Work required: Extract the records in full, leaving every picture out.
Supplied data start
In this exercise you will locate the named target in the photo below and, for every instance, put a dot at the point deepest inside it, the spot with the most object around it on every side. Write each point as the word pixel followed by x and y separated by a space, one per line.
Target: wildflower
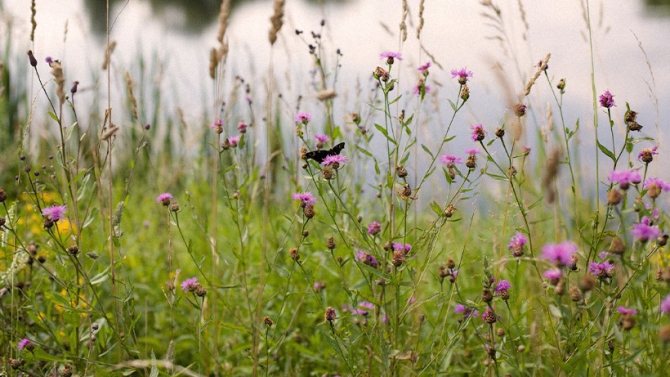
pixel 560 254
pixel 25 343
pixel 164 198
pixel 450 160
pixel 306 198
pixel 303 117
pixel 646 155
pixel 655 186
pixel 602 270
pixel 334 160
pixel 478 133
pixel 233 141
pixel 462 74
pixel 517 243
pixel 489 316
pixel 626 311
pixel 424 68
pixel 190 284
pixel 242 127
pixel 367 259
pixel 665 305
pixel 217 126
pixel 374 228
pixel 553 275
pixel 330 315
pixel 625 177
pixel 607 100
pixel 321 139
pixel 644 230
pixel 390 56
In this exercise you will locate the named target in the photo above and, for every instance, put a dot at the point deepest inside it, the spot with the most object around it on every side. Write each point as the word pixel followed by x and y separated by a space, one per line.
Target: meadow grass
pixel 260 255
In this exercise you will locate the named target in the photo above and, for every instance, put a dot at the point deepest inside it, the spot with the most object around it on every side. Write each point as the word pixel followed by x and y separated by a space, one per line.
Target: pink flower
pixel 478 133
pixel 334 159
pixel 190 284
pixel 54 213
pixel 560 254
pixel 306 198
pixel 462 74
pixel 626 311
pixel 164 198
pixel 390 55
pixel 303 117
pixel 424 67
pixel 374 228
pixel 450 160
pixel 607 100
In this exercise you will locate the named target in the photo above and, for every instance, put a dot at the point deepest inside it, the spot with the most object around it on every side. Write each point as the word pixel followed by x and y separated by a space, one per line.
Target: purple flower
pixel 303 117
pixel 665 305
pixel 644 230
pixel 517 243
pixel 390 55
pixel 607 99
pixel 601 270
pixel 366 258
pixel 334 159
pixel 625 177
pixel 560 254
pixel 54 213
pixel 23 344
pixel 233 141
pixel 306 198
pixel 164 198
pixel 321 138
pixel 478 133
pixel 424 67
pixel 553 275
pixel 462 74
pixel 626 311
pixel 374 228
pixel 502 287
pixel 450 160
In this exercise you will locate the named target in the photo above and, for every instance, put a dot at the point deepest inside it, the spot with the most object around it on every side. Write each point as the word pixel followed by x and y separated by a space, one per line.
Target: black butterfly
pixel 320 154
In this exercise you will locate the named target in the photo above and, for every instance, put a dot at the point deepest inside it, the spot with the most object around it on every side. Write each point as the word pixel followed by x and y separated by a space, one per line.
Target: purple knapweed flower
pixel 23 344
pixel 54 213
pixel 644 230
pixel 626 311
pixel 390 56
pixel 321 138
pixel 478 133
pixel 625 177
pixel 366 258
pixel 164 198
pixel 607 100
pixel 601 270
pixel 190 284
pixel 306 198
pixel 560 254
pixel 665 305
pixel 303 117
pixel 450 160
pixel 462 74
pixel 374 228
pixel 334 159
pixel 517 243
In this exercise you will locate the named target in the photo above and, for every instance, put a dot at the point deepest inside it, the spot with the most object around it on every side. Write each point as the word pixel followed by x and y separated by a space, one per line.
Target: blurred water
pixel 180 33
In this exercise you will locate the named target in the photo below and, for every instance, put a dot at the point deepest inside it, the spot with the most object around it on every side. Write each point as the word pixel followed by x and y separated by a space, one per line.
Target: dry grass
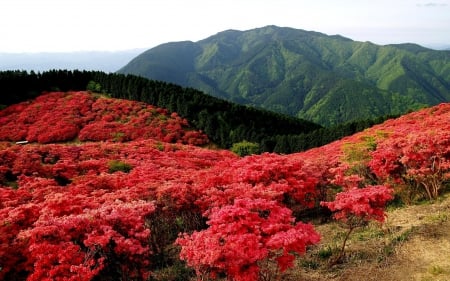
pixel 413 245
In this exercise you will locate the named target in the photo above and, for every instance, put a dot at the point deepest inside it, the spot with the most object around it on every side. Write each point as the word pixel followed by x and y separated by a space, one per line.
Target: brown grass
pixel 413 245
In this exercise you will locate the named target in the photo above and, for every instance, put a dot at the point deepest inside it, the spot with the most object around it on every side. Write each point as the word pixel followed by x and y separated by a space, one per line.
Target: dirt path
pixel 413 245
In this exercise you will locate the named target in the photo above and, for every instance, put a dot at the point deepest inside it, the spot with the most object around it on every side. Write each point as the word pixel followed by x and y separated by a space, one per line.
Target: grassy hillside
pixel 325 79
pixel 115 206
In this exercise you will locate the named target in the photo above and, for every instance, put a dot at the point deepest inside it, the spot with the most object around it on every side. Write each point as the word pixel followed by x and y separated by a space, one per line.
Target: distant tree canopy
pixel 224 122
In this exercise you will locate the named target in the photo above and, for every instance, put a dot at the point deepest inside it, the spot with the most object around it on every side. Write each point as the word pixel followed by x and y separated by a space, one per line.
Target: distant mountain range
pixel 93 60
pixel 325 79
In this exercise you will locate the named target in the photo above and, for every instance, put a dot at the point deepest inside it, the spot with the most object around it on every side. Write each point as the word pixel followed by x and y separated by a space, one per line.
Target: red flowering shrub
pixel 243 235
pixel 57 117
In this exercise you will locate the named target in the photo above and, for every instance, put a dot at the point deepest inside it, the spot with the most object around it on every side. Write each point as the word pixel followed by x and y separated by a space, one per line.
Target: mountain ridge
pixel 325 79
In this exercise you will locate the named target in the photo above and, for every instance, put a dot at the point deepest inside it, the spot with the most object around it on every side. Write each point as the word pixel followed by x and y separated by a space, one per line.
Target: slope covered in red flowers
pixel 123 206
pixel 59 117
Supplied data end
Final result:
In this exercise you will locate the named target in the photo below and, for every instance, put a dot at the point deepest inside it, the spot with the most object around it on every side. Write each point as the word pixel followed by x and y separated by a space, one per line.
Target: wildflower
pixel 560 254
pixel 25 343
pixel 164 198
pixel 450 160
pixel 306 198
pixel 303 117
pixel 646 155
pixel 655 186
pixel 602 270
pixel 334 160
pixel 478 133
pixel 233 141
pixel 462 74
pixel 517 243
pixel 489 316
pixel 626 311
pixel 424 68
pixel 190 284
pixel 242 127
pixel 367 259
pixel 665 305
pixel 217 126
pixel 374 228
pixel 553 275
pixel 330 315
pixel 625 177
pixel 607 100
pixel 321 139
pixel 644 230
pixel 390 56
In this exercise you will locate the named target in the photo above and, for every instance, put a dot at the point deepest inside it, the spot with the most object around it on every side. Write each point as the word pixel followed by x and y separated by a space, one per line.
Target: meadow grass
pixel 260 255
In this exercise you will locate the named target in the photo above and, for every instance, put a dot at the point deepest inside it, the spot with the most object around it on every side. Write each point as the word pixel followed by x and y separated by a space, one per line.
Target: pink flower
pixel 478 133
pixel 334 159
pixel 190 284
pixel 54 213
pixel 560 254
pixel 306 198
pixel 462 74
pixel 626 311
pixel 164 198
pixel 390 55
pixel 303 117
pixel 424 67
pixel 374 228
pixel 450 160
pixel 607 100
In this exercise you will locate the named target in the photo above and, for every instance, put a dot at the point deepest inside it, the spot with the most object around it on every side. Write each point as the word pixel followed by x and y separated by a space, one per line.
Target: purple flower
pixel 303 117
pixel 665 305
pixel 644 230
pixel 517 243
pixel 390 55
pixel 607 99
pixel 601 270
pixel 366 258
pixel 334 159
pixel 625 177
pixel 560 254
pixel 54 213
pixel 23 344
pixel 233 141
pixel 306 198
pixel 164 198
pixel 321 138
pixel 478 133
pixel 424 67
pixel 553 275
pixel 462 74
pixel 626 311
pixel 374 228
pixel 502 287
pixel 450 160
In this exercise you will locate the named target in the photo above and, for every instance, put a dot at the point deepest inside it, the spot with the most object around it on every side. Write each point as the word pixel followed by x and y separated by a space, one per line.
Target: black butterfly
pixel 320 154
In this exercise you will locate the named target in the photo above and, for every instance, put a dot at the point deepest inside it, the spot with the most object around it on every side. Write each point as the word pixel followed by x and y separated by a space, one per line.
Target: purple knapweed flower
pixel 23 344
pixel 54 213
pixel 644 230
pixel 626 311
pixel 390 56
pixel 321 138
pixel 478 133
pixel 625 177
pixel 366 258
pixel 164 198
pixel 607 100
pixel 601 270
pixel 190 284
pixel 306 198
pixel 560 254
pixel 665 305
pixel 303 117
pixel 450 160
pixel 462 74
pixel 374 228
pixel 334 159
pixel 517 243
In this exercise you will locate the named target in the photo above and, for every instance, put a dot at the point deepest inside it, the spot with the most object around it on every side. Write each point as the word pixel followed by x and y separated by a space, one per line.
Target: blurred water
pixel 180 33
In this exercise you will locate the named target in the photo below and, for every instance, put a dot at the point deepest inside it, the spot with the most object around it on every side. Write each point as the word pixel followed by x and y separated by a space, one per line.
Target: dry grass
pixel 413 245
In this exercise you will locate the named target in the photo above and, for every instance, put a dot at the point deepest inside it, the spot with the most object around it on every side. Write each point as the word pixel followed by x and y separated by a space, one per line.
Target: brown grass
pixel 413 245
In this exercise you will locate the named target in the photo above and, for every instance, put a dot at the point deepest inside it, the spot with the most object around it on every side. Write each point as the word pixel followed by x and y separated by a space, one per line.
Target: dirt path
pixel 413 245
In this exercise you will locate the named target in the photo above and, for every instance, put a dot at the point deepest inside it, the spot with the most object around it on every side. Write each point as the word pixel followed by x and y separated by a space, one per line.
Target: grassy hillside
pixel 325 79
pixel 115 206
In this exercise you will locate the named target in the photo above and, for every instance, put a dot at the point deepest inside it, the spot with the most object around it on every side. Write each point as the word pixel followed by x and y separated by a space, one per line.
Target: distant tree canopy
pixel 224 122
In this exercise you will locate the named target in the photo above and, for every instance, put a dot at the point deepest inside it, the spot with the most object around it on every side. Write each point as the word pixel followed by x and y separated by a space, one per line.
Target: distant mountain range
pixel 93 60
pixel 325 79
In this exercise you will locate the named target in the photo above and, for every instance, put a dot at the point deepest inside it, the spot with the most object around it on every side. Write each point as the word pixel followed by x and y separated by a space, one per line.
Target: red flowering shrub
pixel 243 235
pixel 57 117
In this exercise you will locate the named target in the photo above and, for every instance, put a dot at the point deepest inside it, the spot with the most object around it on every side. Write each point as the word pixel followed by x and y separated by a space, one per line.
Target: mountain ridge
pixel 325 79
In this exercise you will locate the named target in the photo above and, for every instance, put a dot at the point deepest inside it, the spot with the most object around it on every side. Write each point as the word pixel followed by x and y separated by a space, one per line.
Target: slope covered in red flowers
pixel 123 206
pixel 59 117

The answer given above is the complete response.